BEGIN EXCERPT TO READ

Recommended sampling: temperature=0.7, top_p=0.95, top_k=20, repetition_penalty=1.1 — and never greedy (temperature=0 loops). The Cascade-2 paper uses 1.0 for its avg@k evals, but at 1.0 this model rambles (9k–60k-token traces) in single-sample use; 0.7 (top of DeepSeek-R1's 0.5–0.7 band) is the deployment recommendation. The repetition_penalty=1.1 curbs the re-verification loops this model is prone to in thinking mode — it lets the model close </think> and answer (clean termination, no measured accuracy loss on math checks); lowering temperature does not help (it deepens the loop).

Serving (vLLM, NVFP4 + MTP)

Edit for your use. Agentic workflows require more memory.

END EXCERPT TO READ
BEGIN GIVEN DATA

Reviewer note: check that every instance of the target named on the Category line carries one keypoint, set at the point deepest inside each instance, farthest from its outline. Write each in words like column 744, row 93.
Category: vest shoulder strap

END GIVEN DATA

WHAT TO PRODUCE
In the sampling notes, what happens to the model's re-verification loops when the temperature is lowered?

ANSWER TO THIS EXERCISE
Lowering the temperature deepens the loop.